Le programme de péréquation est un programme de paiements de transfert fédéral visant à réduire les écarts de capacité de prélèvement fiscal entre les dix provinces canadiennes. Ainsi, le programme contribue à faire en sorte que tous les Canadiens aient accès à des niveaux de services publics sensiblement comparables.
Le programme de péréquation est entièrement financé par les recettes générales du gouvernement du Canada. De même, les provinces ne contribuent pas financièrement au programme et le transfert n’influe pas sur la capacité de chaque province de lever des impôts.
Afin de déterminer quelles provinces ont droit aux paiements de péréquation et de calculer le montant de ceux-ci, on compare la capacité fiscale par habitant de chaque province à la capacité fiscale moyenne de toutes les provinces. Si la capacité fiscale d’une province est inférieure à la moyenne, elle a droit à des paiements de péréquation pour combler la différence, mais si sa capacité fiscale est supérieure à la moyenne, elle n’y a pas droit.
Le mécanisme utilisé pour établir le montant total des paiements de péréquation a été modifié plusieurs fois depuis la création du programme, en 1957. Les deux dernières séries de réformes majeures ont eu lieu en 2007 et 2009. En 2007, le traitement des recettes fiscales tirées des ressources naturelles a changé et on a fixé un plafond de capacité fiscale. En 2009, on a limité la croissance du montant total des paiements de péréquation en fonction de celle du produit intérieur brut nominal du Canada.
Le programme de péréquation a fait l’objet de plusieurs critiques. On a entre autres avancé que le programme peut encourager les provinces bénéficiaires à prendre des décisions visant à maximiser leurs paiements de péréquation plutôt que leur croissance économique à long terme, et que le processus décisionnel concernant le programme de péréquation est souvent politisé.

+++

### CONSIGNES
A. Relevez toutes les années mentionnées dans le texte fourni sur la péréquation.
B. D'après le texte fourni, quelle est la source de financement du programme de péréquation ?
Le matériel qui suit est indépendant du texte fourni.

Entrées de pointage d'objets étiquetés
+++

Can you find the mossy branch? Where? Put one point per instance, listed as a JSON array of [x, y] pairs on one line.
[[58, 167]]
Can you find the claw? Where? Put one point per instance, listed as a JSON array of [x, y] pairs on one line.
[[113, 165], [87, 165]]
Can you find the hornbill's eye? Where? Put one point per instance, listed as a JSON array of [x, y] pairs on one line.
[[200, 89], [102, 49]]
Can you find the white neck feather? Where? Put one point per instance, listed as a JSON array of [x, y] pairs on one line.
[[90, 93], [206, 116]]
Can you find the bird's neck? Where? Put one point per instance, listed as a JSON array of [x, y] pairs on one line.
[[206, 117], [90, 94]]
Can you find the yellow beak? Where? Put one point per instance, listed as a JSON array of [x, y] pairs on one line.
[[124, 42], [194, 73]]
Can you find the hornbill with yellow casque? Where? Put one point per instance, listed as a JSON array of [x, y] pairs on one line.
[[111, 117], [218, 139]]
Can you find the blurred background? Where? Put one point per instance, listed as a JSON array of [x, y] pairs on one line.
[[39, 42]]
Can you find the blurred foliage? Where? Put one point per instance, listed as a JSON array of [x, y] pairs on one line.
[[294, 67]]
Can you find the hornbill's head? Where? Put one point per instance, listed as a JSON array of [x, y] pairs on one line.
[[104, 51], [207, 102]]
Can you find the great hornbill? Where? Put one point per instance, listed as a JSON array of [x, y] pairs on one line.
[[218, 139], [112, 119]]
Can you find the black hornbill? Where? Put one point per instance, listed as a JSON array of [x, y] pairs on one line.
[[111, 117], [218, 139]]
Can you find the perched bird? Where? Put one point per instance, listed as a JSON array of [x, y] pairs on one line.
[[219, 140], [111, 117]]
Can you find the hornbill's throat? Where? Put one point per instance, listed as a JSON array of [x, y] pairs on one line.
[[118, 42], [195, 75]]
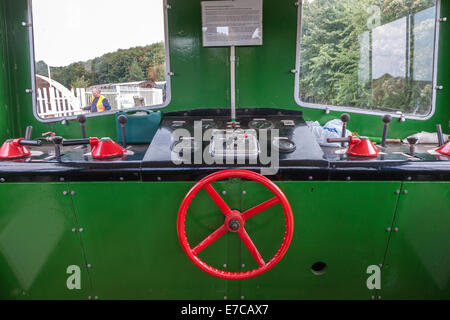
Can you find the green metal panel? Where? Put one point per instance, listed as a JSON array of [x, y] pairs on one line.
[[341, 224], [417, 264], [37, 243]]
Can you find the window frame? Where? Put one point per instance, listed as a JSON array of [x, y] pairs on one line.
[[398, 114], [112, 112]]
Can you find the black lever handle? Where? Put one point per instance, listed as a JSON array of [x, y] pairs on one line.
[[75, 142], [82, 120], [29, 133], [440, 135], [123, 120], [35, 143], [345, 118]]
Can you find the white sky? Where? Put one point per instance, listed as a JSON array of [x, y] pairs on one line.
[[78, 30]]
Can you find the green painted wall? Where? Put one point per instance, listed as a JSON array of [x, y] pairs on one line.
[[201, 80]]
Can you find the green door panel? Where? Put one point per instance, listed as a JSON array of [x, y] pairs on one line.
[[418, 260], [341, 224], [37, 243]]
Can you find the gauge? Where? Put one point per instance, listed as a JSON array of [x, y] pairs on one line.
[[260, 124]]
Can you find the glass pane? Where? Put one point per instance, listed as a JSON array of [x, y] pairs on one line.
[[98, 56], [368, 54]]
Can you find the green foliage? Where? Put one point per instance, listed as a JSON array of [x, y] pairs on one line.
[[336, 55], [134, 64]]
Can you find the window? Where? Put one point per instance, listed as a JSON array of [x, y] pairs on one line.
[[83, 49], [368, 56]]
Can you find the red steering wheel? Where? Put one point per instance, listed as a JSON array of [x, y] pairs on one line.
[[234, 222]]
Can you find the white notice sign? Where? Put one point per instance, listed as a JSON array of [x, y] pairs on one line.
[[232, 23]]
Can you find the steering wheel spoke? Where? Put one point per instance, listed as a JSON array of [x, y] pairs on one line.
[[210, 239], [260, 208]]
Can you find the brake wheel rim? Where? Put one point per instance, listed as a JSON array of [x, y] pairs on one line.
[[192, 253]]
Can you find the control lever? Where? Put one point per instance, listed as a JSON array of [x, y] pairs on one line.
[[440, 135], [56, 140], [123, 120], [75, 142], [387, 120], [31, 143], [29, 133], [412, 145], [345, 118], [82, 120]]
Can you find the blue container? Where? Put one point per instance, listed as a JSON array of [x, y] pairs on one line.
[[140, 127]]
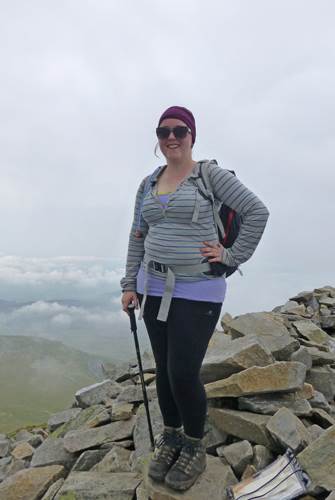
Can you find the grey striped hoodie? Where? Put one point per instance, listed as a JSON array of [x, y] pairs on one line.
[[169, 236]]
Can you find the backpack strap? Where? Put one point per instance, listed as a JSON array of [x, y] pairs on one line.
[[205, 188], [147, 186]]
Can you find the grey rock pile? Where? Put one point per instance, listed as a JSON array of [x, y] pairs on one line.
[[270, 384]]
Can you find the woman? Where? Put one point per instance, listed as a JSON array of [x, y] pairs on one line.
[[172, 241]]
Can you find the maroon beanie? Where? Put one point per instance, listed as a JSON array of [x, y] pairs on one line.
[[182, 114]]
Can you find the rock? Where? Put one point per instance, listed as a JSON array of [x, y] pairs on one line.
[[211, 484], [10, 466], [311, 332], [327, 301], [261, 324], [269, 329], [288, 431], [279, 376], [323, 379], [50, 494], [242, 424], [134, 394], [52, 452], [303, 356], [318, 460], [104, 417], [238, 455], [303, 297], [121, 411], [319, 401], [262, 457], [99, 486], [88, 459], [116, 460], [315, 431], [62, 418], [269, 404], [13, 467], [320, 357], [88, 438], [83, 420], [306, 392], [147, 377], [328, 321], [293, 307], [240, 354], [30, 484], [4, 463], [97, 393], [322, 418], [23, 451], [214, 437], [23, 435]]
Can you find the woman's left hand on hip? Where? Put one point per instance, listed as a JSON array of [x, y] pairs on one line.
[[213, 251]]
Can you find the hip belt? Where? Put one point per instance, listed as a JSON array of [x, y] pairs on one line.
[[169, 272]]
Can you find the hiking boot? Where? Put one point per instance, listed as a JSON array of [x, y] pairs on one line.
[[167, 450], [190, 464]]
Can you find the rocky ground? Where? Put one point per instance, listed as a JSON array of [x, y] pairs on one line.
[[270, 383]]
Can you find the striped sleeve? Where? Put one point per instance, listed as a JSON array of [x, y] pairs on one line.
[[135, 245], [228, 189]]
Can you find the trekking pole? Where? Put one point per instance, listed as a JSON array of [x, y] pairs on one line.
[[133, 327]]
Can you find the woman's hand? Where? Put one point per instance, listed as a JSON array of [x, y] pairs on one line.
[[213, 251], [127, 299]]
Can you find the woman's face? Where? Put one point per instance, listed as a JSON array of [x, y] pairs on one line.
[[172, 148]]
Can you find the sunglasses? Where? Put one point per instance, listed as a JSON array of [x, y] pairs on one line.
[[179, 132]]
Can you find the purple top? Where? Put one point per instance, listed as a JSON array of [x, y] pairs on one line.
[[213, 290]]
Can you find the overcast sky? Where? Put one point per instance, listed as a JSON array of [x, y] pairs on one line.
[[84, 82]]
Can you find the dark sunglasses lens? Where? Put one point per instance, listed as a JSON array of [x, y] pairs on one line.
[[162, 132], [180, 132]]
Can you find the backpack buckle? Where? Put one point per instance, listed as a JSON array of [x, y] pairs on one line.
[[157, 266]]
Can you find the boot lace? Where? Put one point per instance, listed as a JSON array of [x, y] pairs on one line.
[[166, 446], [187, 457]]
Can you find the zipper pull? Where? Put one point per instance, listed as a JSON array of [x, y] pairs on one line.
[[239, 270]]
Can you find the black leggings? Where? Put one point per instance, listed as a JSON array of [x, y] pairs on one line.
[[179, 346]]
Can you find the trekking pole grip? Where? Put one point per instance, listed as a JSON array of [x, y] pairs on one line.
[[131, 311]]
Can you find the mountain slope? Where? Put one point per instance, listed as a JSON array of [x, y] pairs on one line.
[[39, 377]]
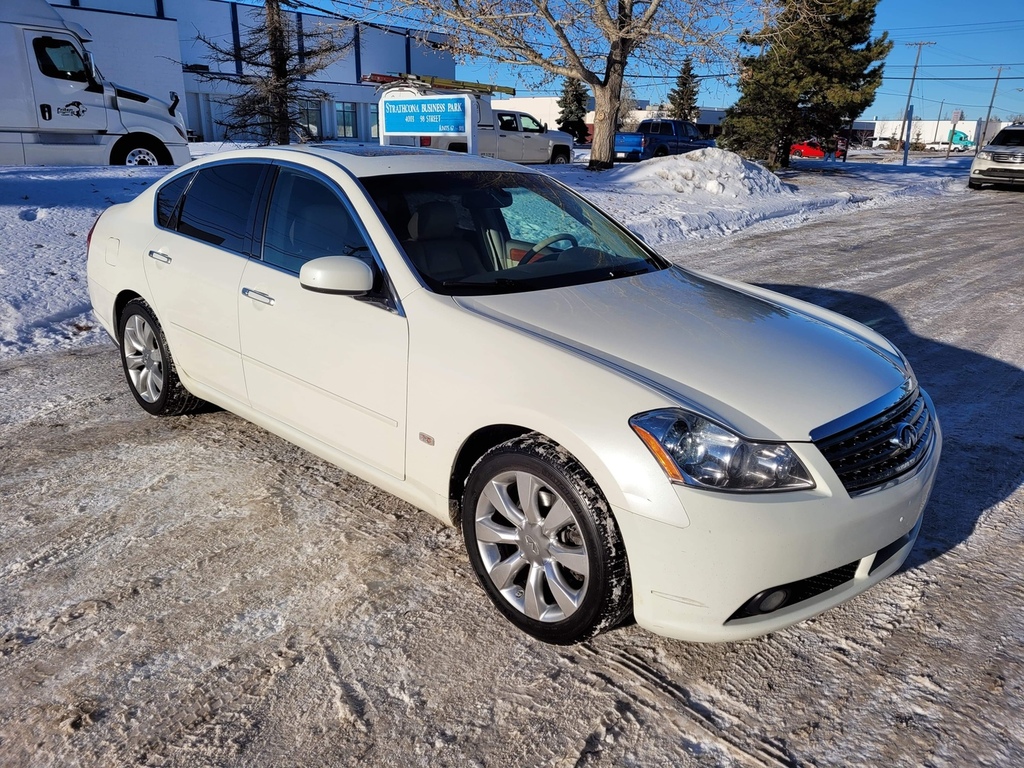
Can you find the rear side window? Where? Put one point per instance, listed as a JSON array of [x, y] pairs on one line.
[[216, 207], [307, 220], [167, 200], [1010, 138], [59, 58]]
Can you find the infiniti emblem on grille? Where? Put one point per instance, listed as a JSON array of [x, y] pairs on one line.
[[904, 440]]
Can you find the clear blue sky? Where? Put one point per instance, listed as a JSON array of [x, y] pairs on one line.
[[971, 40]]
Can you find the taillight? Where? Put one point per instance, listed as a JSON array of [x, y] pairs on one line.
[[88, 238]]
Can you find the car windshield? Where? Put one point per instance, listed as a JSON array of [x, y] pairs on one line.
[[1008, 137], [486, 232]]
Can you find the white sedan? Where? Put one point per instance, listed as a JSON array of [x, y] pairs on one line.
[[613, 434]]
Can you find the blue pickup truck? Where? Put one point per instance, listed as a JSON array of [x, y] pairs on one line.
[[656, 138]]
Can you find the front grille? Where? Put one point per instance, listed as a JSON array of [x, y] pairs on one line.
[[882, 448]]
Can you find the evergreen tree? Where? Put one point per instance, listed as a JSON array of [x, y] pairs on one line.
[[572, 110], [683, 98], [262, 99], [811, 75]]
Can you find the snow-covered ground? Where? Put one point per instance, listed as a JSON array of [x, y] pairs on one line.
[[46, 213]]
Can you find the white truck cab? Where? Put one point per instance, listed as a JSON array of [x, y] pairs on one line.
[[506, 134], [55, 109]]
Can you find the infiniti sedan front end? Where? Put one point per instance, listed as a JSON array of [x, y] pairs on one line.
[[612, 433]]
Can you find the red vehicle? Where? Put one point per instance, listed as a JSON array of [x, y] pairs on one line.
[[809, 148]]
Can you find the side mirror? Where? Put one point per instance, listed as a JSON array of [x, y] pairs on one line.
[[345, 275]]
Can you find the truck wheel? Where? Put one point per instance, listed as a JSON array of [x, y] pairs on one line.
[[139, 151], [148, 366]]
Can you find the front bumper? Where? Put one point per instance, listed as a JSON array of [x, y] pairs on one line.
[[689, 583], [994, 172]]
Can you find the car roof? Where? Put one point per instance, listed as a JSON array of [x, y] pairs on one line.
[[364, 160]]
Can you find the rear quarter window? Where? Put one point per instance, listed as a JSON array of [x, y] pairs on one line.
[[218, 202]]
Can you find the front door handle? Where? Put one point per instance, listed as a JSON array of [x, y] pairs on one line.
[[262, 298]]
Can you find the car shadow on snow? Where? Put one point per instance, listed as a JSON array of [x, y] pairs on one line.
[[978, 402]]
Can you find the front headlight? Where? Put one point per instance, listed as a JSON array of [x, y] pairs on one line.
[[696, 452]]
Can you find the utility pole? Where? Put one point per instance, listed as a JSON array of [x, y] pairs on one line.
[[984, 131], [909, 93]]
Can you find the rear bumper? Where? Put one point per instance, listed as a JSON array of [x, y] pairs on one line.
[[691, 583]]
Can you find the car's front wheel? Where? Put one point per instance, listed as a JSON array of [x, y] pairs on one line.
[[543, 542], [148, 366]]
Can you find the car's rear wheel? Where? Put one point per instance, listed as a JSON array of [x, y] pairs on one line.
[[543, 542], [148, 366]]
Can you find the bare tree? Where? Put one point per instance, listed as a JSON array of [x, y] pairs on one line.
[[589, 40], [267, 72]]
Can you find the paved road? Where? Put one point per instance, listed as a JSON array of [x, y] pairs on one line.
[[194, 591]]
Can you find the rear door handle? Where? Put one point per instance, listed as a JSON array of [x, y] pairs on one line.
[[262, 298]]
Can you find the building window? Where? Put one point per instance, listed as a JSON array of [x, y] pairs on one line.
[[309, 118], [346, 120]]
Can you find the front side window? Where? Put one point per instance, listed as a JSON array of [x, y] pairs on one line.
[[59, 58], [217, 205], [507, 123], [309, 118], [486, 232], [306, 220]]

+++

### RÉPONSES ATTENDUES
A. 1957, 2007, 2009

B. Les recettes générales du gouvernement du Canada.